- Teks yang Diberikan -
------------------------------------------------
Di sinilah rupanya keajaiban itu. Setelah kerja yang
menguras tenaga.
Tetapi apakah selalu kerja-kerja kita yang akan di taburi
keajaiban?
Hajar dan
bayinya telah di tinggalkan oleh Ibrahim di lembah itu. Sunyi kini menyergap
kegersangan yang membakar. Yang ada hanya pasir dan cadas yang membara. Tak ada
pepohonan tempat bernaung. Tak terlihat air untuk menyambung hidup. Tak tampak
insan untuk berbagi kesah. Kecuali bayi itu. Isma’il. Dia kini mulai menangis
begitu keras karena lapar dan kehausan.
Maka Hajar pun
berlari, mencoba mengais jejak air untuk menjawab tangis putra semata
wayangnya. Ada dua bukit di sana. Dari ujung ke ujung mulai di telisiknya
dengan seksama. Tak ada. Sama sekali tak ada tanda. Tapi dia terus mencari. Berlari,
bolak-balik 7 kali. Mungkin dia tahu, tak pernah ada air di situ. Mungkin dia
hanya ingin menunjukkan kesungguhannya pada Allah. Sebagaiman ia telah yakinkan
sang suami “Jika ini perintah Allah, Dia takkan pernah menyia-nyiakan kami!”
------------------------------------------------
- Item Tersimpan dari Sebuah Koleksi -
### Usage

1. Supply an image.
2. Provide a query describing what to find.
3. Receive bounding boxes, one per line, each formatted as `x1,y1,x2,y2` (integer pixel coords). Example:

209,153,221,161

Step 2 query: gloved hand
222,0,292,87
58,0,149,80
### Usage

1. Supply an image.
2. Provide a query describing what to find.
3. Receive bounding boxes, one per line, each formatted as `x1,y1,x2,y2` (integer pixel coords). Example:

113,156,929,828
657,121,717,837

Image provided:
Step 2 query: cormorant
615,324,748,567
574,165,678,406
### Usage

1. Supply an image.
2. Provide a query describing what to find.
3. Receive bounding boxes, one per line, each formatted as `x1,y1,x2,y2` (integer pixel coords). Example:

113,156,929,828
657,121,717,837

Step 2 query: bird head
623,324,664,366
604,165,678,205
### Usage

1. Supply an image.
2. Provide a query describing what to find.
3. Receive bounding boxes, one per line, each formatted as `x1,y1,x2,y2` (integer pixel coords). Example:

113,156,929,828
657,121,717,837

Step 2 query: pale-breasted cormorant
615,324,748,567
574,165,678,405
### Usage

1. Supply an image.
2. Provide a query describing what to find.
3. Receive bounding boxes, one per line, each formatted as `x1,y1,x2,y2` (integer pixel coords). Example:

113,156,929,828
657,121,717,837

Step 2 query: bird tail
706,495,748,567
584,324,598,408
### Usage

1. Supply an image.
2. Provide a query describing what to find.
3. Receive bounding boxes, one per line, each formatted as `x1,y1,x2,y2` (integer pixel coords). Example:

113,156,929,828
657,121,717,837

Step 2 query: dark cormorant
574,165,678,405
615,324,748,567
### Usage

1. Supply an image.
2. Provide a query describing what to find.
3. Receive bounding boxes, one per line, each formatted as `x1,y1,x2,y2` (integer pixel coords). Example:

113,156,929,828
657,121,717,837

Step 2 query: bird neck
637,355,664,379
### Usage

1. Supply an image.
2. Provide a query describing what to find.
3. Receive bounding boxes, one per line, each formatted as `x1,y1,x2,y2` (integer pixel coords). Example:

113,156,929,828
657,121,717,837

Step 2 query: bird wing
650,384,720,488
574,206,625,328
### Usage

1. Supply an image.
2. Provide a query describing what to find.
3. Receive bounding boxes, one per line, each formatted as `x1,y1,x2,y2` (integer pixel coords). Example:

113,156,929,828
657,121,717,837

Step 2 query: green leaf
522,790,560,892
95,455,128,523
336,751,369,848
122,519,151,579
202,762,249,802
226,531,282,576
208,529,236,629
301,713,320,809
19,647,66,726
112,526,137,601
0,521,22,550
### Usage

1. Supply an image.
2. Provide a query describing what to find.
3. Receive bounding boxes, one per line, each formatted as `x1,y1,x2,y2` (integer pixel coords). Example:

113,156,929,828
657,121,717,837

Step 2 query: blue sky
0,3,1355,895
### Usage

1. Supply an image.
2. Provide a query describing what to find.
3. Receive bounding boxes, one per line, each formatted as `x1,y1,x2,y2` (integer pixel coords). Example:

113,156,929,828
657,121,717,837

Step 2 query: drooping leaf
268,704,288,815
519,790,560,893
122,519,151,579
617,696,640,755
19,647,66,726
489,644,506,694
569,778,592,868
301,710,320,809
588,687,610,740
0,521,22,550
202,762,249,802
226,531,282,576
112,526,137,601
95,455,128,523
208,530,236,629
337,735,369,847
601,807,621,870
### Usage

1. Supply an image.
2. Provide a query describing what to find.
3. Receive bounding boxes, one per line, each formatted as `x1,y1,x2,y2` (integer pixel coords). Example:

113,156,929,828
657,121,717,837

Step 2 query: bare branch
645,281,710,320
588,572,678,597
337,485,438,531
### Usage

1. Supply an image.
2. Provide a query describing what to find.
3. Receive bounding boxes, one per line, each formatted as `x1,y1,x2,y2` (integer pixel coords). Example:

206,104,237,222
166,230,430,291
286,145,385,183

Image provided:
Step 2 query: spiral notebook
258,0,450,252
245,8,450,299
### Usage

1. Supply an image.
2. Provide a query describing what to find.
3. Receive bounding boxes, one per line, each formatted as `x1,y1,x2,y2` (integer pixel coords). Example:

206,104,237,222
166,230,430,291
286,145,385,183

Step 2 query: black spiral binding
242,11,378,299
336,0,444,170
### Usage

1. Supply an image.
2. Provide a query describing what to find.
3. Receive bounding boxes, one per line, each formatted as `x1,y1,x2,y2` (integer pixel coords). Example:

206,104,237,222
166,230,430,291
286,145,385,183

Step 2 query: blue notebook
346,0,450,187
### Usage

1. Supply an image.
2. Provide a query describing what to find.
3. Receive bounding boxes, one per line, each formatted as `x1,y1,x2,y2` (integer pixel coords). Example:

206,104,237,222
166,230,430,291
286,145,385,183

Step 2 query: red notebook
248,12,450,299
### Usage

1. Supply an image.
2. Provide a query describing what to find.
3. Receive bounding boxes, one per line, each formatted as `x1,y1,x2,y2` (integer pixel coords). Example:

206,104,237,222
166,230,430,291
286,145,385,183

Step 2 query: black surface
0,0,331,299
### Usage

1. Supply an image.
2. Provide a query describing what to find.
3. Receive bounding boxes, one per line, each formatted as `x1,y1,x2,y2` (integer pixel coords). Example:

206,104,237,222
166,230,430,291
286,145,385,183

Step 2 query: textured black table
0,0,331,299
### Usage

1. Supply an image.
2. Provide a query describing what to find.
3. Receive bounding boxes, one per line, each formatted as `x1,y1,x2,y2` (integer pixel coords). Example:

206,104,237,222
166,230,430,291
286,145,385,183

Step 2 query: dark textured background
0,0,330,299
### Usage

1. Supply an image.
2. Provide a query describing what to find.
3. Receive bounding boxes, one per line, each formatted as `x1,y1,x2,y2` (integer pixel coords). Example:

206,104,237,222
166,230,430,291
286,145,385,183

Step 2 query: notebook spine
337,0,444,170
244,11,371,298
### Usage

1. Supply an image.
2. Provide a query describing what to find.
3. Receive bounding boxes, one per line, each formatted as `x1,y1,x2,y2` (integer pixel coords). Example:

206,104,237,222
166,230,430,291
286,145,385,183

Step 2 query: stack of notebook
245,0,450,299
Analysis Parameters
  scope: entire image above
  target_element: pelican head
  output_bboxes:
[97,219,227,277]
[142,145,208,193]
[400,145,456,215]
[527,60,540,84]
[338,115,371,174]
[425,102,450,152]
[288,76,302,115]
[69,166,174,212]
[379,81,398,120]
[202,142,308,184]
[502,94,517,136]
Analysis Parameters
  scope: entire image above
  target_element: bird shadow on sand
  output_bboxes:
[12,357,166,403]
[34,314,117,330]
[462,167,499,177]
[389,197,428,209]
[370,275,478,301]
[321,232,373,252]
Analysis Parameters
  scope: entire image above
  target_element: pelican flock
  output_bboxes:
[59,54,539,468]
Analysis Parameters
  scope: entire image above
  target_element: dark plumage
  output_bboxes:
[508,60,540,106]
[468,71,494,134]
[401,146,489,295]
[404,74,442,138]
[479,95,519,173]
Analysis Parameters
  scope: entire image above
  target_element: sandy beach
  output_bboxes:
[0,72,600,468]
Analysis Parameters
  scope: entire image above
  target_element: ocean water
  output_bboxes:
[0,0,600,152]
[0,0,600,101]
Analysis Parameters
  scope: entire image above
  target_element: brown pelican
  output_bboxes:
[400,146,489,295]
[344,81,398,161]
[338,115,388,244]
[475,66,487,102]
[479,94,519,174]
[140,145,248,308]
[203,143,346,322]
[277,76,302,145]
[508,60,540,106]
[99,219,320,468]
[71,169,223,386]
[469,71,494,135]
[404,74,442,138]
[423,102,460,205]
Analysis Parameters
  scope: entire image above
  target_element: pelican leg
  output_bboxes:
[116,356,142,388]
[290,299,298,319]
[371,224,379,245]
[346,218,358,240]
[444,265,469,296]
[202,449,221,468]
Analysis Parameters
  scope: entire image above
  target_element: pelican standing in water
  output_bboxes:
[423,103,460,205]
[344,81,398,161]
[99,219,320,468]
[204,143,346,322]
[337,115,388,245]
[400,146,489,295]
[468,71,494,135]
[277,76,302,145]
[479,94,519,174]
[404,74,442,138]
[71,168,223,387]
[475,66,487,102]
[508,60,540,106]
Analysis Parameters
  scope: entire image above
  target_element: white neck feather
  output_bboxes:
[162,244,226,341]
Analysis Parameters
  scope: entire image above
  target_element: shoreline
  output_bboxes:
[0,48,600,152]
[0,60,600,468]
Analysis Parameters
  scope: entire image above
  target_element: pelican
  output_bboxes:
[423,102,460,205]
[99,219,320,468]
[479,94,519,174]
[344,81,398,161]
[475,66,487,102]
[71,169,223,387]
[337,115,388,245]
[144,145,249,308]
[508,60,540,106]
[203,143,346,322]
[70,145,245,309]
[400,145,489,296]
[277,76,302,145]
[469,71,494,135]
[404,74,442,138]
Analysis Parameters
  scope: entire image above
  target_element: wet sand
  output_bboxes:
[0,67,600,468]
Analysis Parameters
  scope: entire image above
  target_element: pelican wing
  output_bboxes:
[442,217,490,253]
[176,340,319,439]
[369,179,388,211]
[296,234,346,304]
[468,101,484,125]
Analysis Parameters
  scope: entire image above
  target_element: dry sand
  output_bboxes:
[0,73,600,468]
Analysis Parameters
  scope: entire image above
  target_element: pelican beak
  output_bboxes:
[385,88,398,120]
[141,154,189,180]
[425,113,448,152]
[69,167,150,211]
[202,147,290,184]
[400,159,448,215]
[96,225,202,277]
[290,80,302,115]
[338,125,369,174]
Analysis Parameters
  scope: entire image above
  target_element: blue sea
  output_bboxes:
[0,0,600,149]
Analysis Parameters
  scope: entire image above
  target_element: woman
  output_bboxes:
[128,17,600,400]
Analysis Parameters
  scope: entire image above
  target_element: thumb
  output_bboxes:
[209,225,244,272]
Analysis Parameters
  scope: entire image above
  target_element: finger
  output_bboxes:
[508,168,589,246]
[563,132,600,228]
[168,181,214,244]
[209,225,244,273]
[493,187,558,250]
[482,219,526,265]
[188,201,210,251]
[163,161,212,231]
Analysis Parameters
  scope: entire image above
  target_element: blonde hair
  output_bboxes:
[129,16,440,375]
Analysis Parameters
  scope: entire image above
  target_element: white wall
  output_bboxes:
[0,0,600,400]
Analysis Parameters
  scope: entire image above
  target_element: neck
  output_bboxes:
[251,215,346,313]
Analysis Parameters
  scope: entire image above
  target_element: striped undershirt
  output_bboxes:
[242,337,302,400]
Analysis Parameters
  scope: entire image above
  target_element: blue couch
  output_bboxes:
------------------------------------------------
Ubah paragraf dalam teks tentang Hajar yang dimulai dengan "Hajar dan bayinya" menjadi daftar poin singkat yang tetap memuat fakta-fakta utamanya. Materi ini berdiri sendiri dan terpisah dari teks.

- Penyelesaian Soal -
- Ibrahim meninggalkan Hajar dan bayinya di sebuah lembah.
- Lembah itu sunyi dan gersang, hanya berisi pasir dan cadas yang membara.
- Tidak ada pohon untuk bernaung, tidak ada air, dan tidak ada orang lain.
- Yang ada hanya bayi itu, Isma'il, yang mulai menangis keras karena lapar dan haus.